Brief:
Nothing but the pictures should be dropped when the records are transcribed word for word.

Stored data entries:

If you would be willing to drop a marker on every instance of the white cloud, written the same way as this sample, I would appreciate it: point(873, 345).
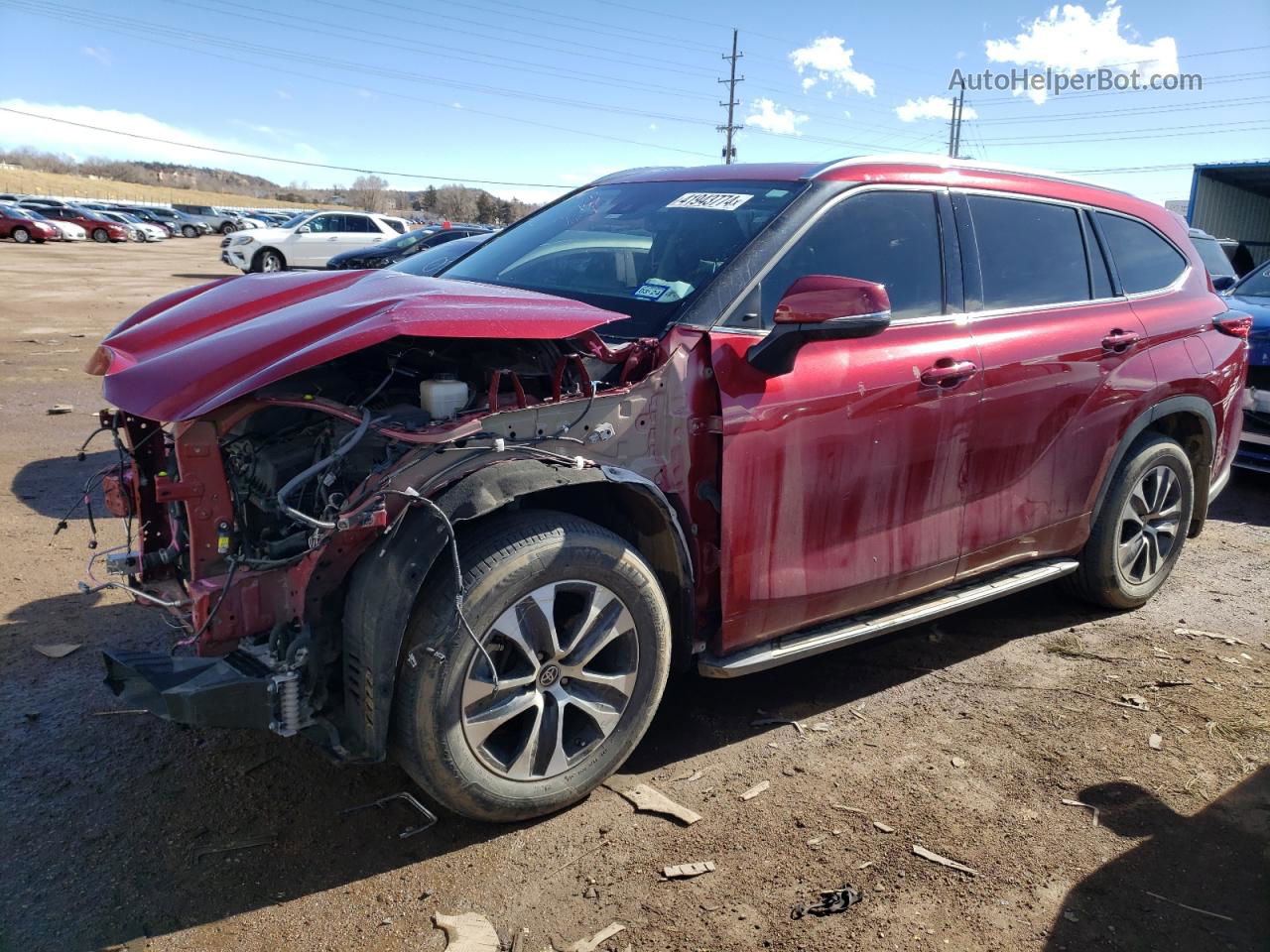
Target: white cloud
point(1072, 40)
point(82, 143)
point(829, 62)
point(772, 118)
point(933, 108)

Result:
If you would be willing to drop a marker on every instance of the white cloud, written the same way as this sample, I would appreciate it: point(873, 345).
Target: white cloud
point(1072, 40)
point(82, 143)
point(829, 62)
point(772, 118)
point(933, 108)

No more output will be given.